Immancabile l’ex presidente della Fiab nazionale Giulietta Pagliaccio, che forse sapeva qualcosa ma ha mantenuto il segreto.

Stavano per arrivare le madrine dell’intitolazione, Linda Ronzoni e Silvia Gottardi, le Cicliste per caso protagoniste di varie imprese, in sella alle loro inseparabili e splendide biciclette, direttamente da Milano.

Dopo averle salutate e ringraziate, la sindaca Luisa Salvatori ha provveduto a scoprire la targa intitolata a Margherita Hack, dottoressa in fisica e atleta ciclista.

Intitolare una pista ciclabile a Margherita Hack significa rendere visibile e valorizzare una donna “fuori dagli schemi”, che ha portato avanti la sua scelta di studiare materie all’epoca e ancora oggi ritenute più consone agli uomini, di essere moglie fedele e affettuosa per tutta la vita di un unico uomo (scelta oggi veramente rivoluzionaria) e di sostenere fermamente la decisione di non essere madre, condividendola con l’amore della sua vita.

Una donna che si è dedicata alle creature che condividono la nostra sorte sulla Terra, gli animali e che ha visto nella bicicletta uno strumento di libertà.

Un modello controcorrente e non omologato come Margherita Hack può essere prezioso per le nostre ragazze, libere di scegliere il loro destino e di non identificarsi necessariamente nel ruolo di madri e forse neanche di mogli per sentirsi realizzate.

Forse non tutti sanno che in questi giorni è stata dedicata all’astrofisica regina delle stelle una statua, l’unica dedicata a una donna in tutta Milano, perché alle donne le statue non si dedicano, mentre di statue dedicate a condottieri, re, musicisti, poeti e scrittori è piena ogni città.

In occasione del rinfresco nel parco di Sarmazzano la sindaca Luisa Salvatori, iscritta come Giulietta Pagliaccio all’associazione Toponomastica femminile, che fa del riequilibrio di genere nell’intitolazione dei luoghi la sua mission, ha tenuto un discorso che mi piace riportare: «Margherita nacque a Firenze proprio alla vigilia del ventennio fascista, in una famiglia non troppo agiata, profondamente anti fascista. Margherita a scuola andava bene e i genitori l’aiutarono a continuare a studiare. Lei trascorreva tutto il tempo libero all’aperto, per esempio al giardino pubblico del Bobolino. Fu qui che un giorno del 1933 incontrò Aldo De Rosa, allora tredicenne, che diventerà il suo compagno di vita. E fu qui che s’innamorò della bicicletta che rappresentava per lei il simbolo della sua autonomia e della libertà. La sua prima bicicletta le fu regalata dai genitori per l’ammissione alla prima liceo e da allora divenne il suo mezzo di trasporto preferito. Si iscrisse all’università, prima a Lettere, ma poi capì che la sua strada non era quella. Studiò fisica e si appassionò all’astronomia. La sua storia di grande scienziata internazionale è nota a tutti, ma meno nota è la sua grande passione e dedizione per lo sport. Fu una grandissima sportiva, campionessa di salto in alto, pallavolista e dedita alle passeggiate in bici sino ad età…innominabile!!! La sua vita fu quasi una “pedalata civile”, che descrive il suo impegno culturale, civile e ambientalista. Margherita unì l’amore per la fisica a quella della bici, anche quando fisicamente appese la bici al chiodo ma continuò ad avere una vita ricca, ricca di ideali e di sogni. Il suo ideale di vita fu quello di unire e mai dividere! Tutto ciò che fa parte dell’universo, è connesso, è UNITO. É per questo che dedichiamo a lei questo percorso che UNISCE i nostri quartieri, i nostri cittadini».

[Dati memorizzati]
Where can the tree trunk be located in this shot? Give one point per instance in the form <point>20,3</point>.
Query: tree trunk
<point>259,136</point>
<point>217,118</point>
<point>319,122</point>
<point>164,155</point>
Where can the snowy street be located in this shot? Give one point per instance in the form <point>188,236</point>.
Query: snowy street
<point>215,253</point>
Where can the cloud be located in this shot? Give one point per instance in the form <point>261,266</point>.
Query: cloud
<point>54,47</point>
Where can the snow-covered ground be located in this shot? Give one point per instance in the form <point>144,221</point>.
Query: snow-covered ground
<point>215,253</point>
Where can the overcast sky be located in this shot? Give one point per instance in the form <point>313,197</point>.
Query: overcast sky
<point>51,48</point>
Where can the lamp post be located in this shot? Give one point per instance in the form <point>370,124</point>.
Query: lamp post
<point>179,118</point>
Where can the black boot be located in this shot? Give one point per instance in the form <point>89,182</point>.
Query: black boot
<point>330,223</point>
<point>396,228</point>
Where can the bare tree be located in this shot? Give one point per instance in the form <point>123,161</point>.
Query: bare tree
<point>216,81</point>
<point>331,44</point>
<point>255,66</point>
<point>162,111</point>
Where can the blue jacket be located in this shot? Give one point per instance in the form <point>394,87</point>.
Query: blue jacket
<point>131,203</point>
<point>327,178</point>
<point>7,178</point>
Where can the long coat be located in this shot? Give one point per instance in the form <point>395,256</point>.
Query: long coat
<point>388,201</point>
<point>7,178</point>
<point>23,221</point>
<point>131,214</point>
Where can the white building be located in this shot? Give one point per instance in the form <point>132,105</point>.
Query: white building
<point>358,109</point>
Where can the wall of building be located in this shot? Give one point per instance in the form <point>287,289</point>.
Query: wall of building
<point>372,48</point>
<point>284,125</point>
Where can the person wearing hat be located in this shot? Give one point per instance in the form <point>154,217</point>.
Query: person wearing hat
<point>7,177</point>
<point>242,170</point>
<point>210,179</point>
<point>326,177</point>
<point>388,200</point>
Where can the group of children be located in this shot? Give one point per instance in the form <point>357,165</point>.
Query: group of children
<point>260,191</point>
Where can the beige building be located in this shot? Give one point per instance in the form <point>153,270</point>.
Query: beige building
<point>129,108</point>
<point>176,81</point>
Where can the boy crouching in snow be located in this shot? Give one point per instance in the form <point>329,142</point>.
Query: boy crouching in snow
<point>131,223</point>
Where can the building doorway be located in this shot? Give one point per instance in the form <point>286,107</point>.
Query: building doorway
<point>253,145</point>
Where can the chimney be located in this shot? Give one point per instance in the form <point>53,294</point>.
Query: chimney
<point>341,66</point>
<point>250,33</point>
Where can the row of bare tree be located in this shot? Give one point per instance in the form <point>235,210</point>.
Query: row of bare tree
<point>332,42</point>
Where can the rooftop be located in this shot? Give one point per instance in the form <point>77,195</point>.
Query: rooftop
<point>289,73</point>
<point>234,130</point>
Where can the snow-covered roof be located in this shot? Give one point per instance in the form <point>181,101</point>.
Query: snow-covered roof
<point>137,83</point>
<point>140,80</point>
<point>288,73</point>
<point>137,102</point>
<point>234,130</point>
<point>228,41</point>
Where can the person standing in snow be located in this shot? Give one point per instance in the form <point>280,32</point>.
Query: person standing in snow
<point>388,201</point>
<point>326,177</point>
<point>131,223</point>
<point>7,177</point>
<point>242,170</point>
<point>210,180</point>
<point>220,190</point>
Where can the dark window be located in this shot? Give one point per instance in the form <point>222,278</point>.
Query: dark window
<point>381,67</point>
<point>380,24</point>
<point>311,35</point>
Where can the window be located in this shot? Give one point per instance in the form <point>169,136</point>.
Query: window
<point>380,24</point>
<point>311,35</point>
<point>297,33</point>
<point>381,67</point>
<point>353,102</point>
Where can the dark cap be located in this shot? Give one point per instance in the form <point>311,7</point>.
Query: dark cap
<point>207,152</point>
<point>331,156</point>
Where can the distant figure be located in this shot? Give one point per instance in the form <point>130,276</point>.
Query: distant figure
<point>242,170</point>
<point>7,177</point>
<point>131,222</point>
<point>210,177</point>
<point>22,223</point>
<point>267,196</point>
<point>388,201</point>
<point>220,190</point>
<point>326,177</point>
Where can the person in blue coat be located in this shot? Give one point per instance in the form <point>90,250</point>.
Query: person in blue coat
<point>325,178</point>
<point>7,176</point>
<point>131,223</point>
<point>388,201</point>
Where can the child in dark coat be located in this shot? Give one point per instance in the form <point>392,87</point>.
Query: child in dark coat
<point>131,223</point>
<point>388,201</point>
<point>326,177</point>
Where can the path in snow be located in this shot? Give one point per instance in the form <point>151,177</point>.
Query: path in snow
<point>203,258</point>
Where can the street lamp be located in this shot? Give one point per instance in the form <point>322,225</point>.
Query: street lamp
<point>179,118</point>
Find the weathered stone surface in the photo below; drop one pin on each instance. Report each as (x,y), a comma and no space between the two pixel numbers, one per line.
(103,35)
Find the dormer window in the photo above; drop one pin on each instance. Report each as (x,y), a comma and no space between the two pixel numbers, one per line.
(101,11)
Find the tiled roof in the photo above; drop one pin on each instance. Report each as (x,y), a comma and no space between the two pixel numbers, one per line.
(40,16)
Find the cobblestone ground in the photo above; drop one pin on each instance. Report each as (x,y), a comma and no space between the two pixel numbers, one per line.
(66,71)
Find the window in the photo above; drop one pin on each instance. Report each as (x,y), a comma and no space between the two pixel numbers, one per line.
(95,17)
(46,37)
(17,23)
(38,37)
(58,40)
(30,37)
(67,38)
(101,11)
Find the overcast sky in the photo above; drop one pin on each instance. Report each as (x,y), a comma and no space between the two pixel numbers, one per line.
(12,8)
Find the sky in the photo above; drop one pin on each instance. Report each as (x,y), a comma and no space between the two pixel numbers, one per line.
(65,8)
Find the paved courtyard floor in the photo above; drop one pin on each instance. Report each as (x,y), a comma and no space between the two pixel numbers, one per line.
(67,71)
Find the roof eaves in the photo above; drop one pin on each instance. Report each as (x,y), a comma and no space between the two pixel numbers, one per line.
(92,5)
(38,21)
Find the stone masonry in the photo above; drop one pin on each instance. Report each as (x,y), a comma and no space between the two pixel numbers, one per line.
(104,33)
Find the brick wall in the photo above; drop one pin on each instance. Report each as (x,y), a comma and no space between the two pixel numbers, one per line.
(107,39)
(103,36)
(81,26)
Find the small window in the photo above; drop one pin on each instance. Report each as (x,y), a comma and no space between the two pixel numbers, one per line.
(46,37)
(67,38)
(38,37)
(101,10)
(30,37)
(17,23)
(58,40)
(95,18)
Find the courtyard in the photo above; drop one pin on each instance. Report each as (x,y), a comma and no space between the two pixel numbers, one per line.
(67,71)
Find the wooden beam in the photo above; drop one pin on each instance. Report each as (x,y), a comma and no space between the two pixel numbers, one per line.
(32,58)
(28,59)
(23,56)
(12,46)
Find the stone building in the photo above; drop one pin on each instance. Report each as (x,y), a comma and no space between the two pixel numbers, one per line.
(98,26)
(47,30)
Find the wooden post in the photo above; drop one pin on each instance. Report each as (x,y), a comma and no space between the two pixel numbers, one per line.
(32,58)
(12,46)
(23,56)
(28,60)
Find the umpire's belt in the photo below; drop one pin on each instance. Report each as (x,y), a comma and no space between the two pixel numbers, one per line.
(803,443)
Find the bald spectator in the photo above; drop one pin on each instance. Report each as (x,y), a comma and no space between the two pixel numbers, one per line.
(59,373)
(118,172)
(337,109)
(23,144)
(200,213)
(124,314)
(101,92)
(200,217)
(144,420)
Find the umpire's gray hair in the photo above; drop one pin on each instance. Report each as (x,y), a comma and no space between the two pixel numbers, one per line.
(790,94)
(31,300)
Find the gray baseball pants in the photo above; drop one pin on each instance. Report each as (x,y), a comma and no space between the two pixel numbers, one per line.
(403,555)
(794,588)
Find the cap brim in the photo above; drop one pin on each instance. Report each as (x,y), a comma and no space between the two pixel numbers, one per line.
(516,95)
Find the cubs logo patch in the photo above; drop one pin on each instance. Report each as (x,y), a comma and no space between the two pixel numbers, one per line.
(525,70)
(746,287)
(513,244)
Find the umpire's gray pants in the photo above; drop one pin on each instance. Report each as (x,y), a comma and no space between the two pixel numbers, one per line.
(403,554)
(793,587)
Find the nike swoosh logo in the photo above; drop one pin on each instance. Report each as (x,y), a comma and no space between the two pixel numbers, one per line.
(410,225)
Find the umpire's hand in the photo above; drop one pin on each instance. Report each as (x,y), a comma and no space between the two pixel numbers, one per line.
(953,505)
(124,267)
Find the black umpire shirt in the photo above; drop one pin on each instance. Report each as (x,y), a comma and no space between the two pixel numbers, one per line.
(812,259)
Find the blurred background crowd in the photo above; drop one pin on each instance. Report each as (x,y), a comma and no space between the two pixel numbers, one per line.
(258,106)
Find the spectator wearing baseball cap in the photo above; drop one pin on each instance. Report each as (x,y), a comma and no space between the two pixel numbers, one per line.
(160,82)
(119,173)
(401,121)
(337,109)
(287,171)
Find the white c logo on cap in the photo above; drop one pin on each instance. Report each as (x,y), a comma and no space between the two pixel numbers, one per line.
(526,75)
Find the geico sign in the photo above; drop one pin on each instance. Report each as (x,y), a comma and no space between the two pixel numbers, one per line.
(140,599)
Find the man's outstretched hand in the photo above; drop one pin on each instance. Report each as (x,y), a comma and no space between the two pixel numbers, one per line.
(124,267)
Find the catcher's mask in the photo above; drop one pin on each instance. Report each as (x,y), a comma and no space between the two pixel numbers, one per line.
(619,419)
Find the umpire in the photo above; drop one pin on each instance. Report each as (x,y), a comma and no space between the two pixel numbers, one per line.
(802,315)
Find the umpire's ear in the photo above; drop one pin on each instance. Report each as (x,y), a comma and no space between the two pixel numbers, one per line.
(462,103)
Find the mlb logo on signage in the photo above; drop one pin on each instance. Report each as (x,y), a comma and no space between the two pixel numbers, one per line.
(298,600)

[Compito 1] Nel brano sulla pista ciclabile intitolata a Margherita Hack, chi regalò a Margherita la sua prima bicicletta e in quale occasione?
[Compito 2] Prosegui il brano sulla pista ciclabile intitolata a Margherita Hack, riprendendo dopo la fine del discorso della sindaca.

[Soluzione esercizio 1] Gliela regalarono i genitori per l'ammissione alla prima liceo.

[Soluzione esercizio 2]
Le cicliste per caso, che da poco hanno festeggiato i tre anni della loro unione civile, avevano portato il loro libro Cicliste per caso, l’Italia in bici sulle tracce di Alfonsina Strada dedicato A tutte le Alfonsine Strada.

Un libro che racconta i loro viaggi e che consiglio a tutte e tutti di leggere. Avrebbero anche voluto vedere la pista che va da Melegnano a Cerro al Lambro intitolata ad Alfonsina Strada, la prima donna che nel 1924 partecipò al Giro d’Italia, sola esponente del genere femminile in mezzo a tanti uomini:  una scelta che è stata il frutto di un’attività di cittadinanza attiva di una classe dell’Istituto tecnico Benini di Melegnano.

Sarà per un’altra volta, certamente.

Per le donne in particolare la bicicletta è uno strumento di libertà e un’alleata formidabile.

Come scriveva Susan B. Antony, pioniera dei diritti delle donne: «Lascia che ti dica cosa penso della bicicletta. Penso che abbia fatto per l’emancipazione femminile più di ogni altra cosa al mondo. Dà alle donne una sensazione di indipendenza e di fiducia in loro stesse. Gioisco ogni volta che vedo una donna in bicicletta…è l’immagine della femminilità libera e priva di ostacoli».

Intitolare a una donna come Margherita Hack questa pista ciclabile non è stato facile.

Si pensa sempre prima a personaggi locali, solitamente maschili e nemmeno un nome di peso come quello di Hack riesce a vincere convinzioni radicate fondate su stereotipi difficili da combattere.

Ma è questa la strada, se vogliamo che la parità di genere, uno degli obiettivi di sviluppo sostenibile del Millennio, si realizzi davvero e non sia soltanto una vuota formula con cui i politici si riempiono la bocca.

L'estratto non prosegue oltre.